**PAGE EXTRACT**
=-=-=-=-=

Bits & Pieces

Barker v. Meador


2021 WL 849231

United States District Court, S.D. West Virginia.
CIVIL ACTION NO. 3:20-0233
Filed 03/05/2021

*1 Pending is “Defendants’ Motion to Dismiss, for More Definite Statement and to Strike.” ECF No. 10. For the reasoning provided herein, the Court DENIES the Motion.

Plaintiff Carroll Wendell Barker alleges the following. On October 3, 2018, at approximately 10:39 AM, Plaintiff was involved in a collision with a tractor-trailer operated by Defendant Michael A. Meador. Compl. ¶ 1, ECF No.1.

The collision occurred when Plaintiff and Defendant Meador were both driving on Washington Avenue in Huntington, West Virginia. Id. at ¶ 2. Plaintiff Barker claims he had engaged his turn signal and slowed his vehicle to make a left turn when Defendant Meador crashed into Plaintiff’s vehicle. Id. at ¶¶ 23–25. Defendant Meador’s vehicle was hauling a trailer loaded with steel. Id. at ¶ 5. As a result of the collision, Plaintiff suffered bodily injury. Id. at ¶ 29.

Plaintiff maintains that the collision occurred during the daytime when the roads were dry. Id. at ¶¶ 2–4. At the time of the collision, Defendant Meador had a valid commercial driver’s license issued by the state of Indiana and was operating the tractor-trailer “as an employee and/or agent of Defendant MJS.” Id. at ¶¶ 17, 21.

Plaintiff filed the instant action claiming (1) that Defendant Meador was negligent and negligent per se and (2) that Defendant MSJ Transportation, Inc. is vicariously liable for Defendant Meador’s negligence. Id. at ¶¶ 30–48. Plaintiff is seeking compensatory damages; punitive damages; pre-and post-judgment interest; and attorneys’ fees, costs, and expenses.

=-=-=-=-=

**INPUT MATERIAL**
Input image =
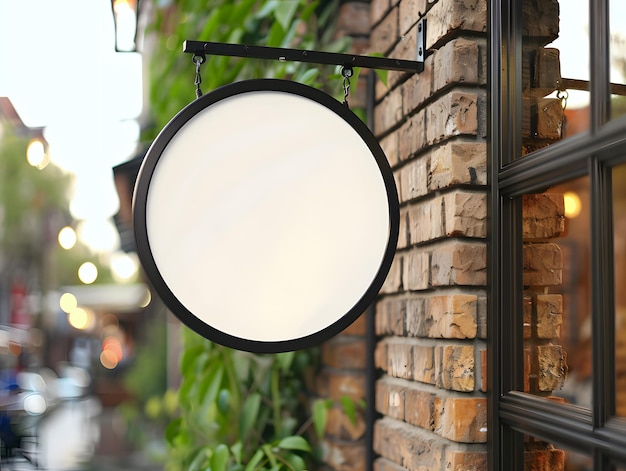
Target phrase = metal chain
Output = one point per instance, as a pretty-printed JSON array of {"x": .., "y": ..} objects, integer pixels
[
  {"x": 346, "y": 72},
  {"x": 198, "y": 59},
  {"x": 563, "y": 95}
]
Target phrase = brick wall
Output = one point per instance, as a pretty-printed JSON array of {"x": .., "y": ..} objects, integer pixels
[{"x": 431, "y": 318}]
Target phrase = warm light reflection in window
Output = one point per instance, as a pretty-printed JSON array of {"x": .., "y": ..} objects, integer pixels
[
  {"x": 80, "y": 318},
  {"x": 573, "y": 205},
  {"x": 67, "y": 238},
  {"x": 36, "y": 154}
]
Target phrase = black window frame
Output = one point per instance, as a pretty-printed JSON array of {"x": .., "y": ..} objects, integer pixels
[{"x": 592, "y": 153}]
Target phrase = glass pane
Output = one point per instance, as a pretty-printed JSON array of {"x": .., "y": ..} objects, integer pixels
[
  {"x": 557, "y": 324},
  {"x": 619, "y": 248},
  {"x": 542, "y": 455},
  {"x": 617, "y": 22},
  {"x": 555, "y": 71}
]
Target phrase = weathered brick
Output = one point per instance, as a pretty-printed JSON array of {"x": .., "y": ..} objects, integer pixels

=-=-=-=-=

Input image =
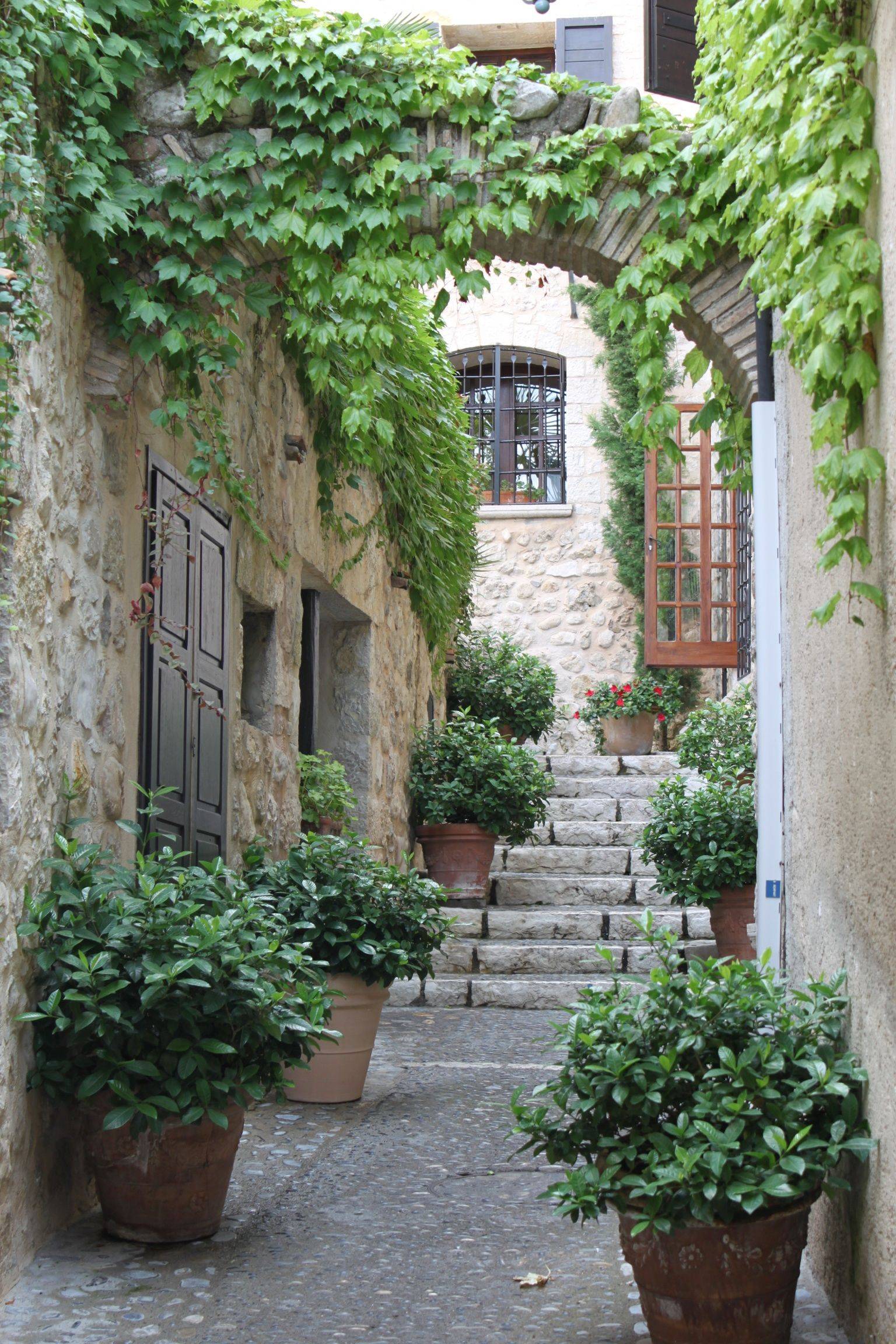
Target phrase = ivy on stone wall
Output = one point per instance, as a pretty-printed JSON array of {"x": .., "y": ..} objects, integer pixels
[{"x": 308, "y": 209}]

=-=-=-=-=

**EXERCISE TASK 1**
Extract each line of the entries above that contains the word "window".
**EXERCISE TASK 2**
Supply the passage that follows the last sentence of the Barker v. Meador court opinion above.

**FINAL RESULT 1**
Target phrase = warm light reflection in window
Target phrase = black window frame

**FINAL RESULT 2**
Defendants’ pending motion seeks to dismiss Plaintiff’s claim for punitive damages pursuant to Federal Rule of Procedure 12(b)(6), asserting that Plaintiff has pleaded insufficient factual support for such damages. Mot. ¶¶ 13–18, ECF. No. 10. Additionally, Defendants have moved pursuant to Rule 12(e) for a more definite statement. Specifically, Defendants state that Plaintiff’s allegations are “vague and ambiguous,” in a way that would prejudice the Defendants, leaving them “exposed to any number of attacks under any number of theories of negligence.” Id. at ¶¶ 21–25. Finally, Defendants have moved to strike from Plaintiff’s complaint allegations that Defendant Meador failed “to adhere to safe driving principles expected of professional truck drivers” and “failed to operate his tractor-trailer in accordance with generally accepted safety principles and practices of the trucking industry.” Id. at ¶¶ 32–41.


A. Motion to Dismiss
To survive a motion to dismiss, a plaintiff’s complaint must contain “a short and plain statement of the claim showing [the plaintiff] is entitled to relief.” Fed. R. Civ. P. 8(a)(2). The facts contained in the statement need not be probable, but the statement must contain “enough facts to state a claim to relief that is plausible on its face.” Bell Atl. Corp. v. Twombly, 550 U.S. 544, 570 (2007). A claim has facial plausibility when “the plaintiff pleads factual content that allows the court to draw the reasonable inference that the defendant is liable for the misconduct alleged.” Ashcroft v. Iqbal, 556 U.S. 662, 678 (2009) (citation omitted). In considering the plausibility of a plaintiff’s claim, the Court must accept all factual allegations in the complaint as true. Id.

*2 The Defendants have moved to dismiss Plaintiff’s claim for punitive damages. Mot. ¶¶ 9–18. West Virginia law provides that punitive damages are only permissible where “a plaintiff establishes by clear and convincing evidence that the damages suffered were the result of the conduct that was carried out by the defendant with actual malice toward the plaintiff or a conscious, reckless and outrageous indifference to the health, safety and welfare of others.” W. Va. Code § 55-7-29(a). The kind of recklessness that must be shown to justify punitive damages is
[r]eckless indifference to the consequences of an act or omission, where the party acting or failing to act is conscious of his conduct and, without any actual intent to injure, is aware, from his knowledge of existing circumstances and conditions, that his conduct will inevitably or probably result in injury to another.
Stephens v. Rakes, 775 S.E.2d 107, 108 (W. Va. 2015) (quoting Stone v. Rudolph, 32 S.E.2d 742, 748 (W. Va. 1944)); Lawson Heirs Inc. v. Skyway Towers, LLC, No. 2:17-CV-2198, 2018 WL 3381411 (S.D.W. Va. July 11, 2018).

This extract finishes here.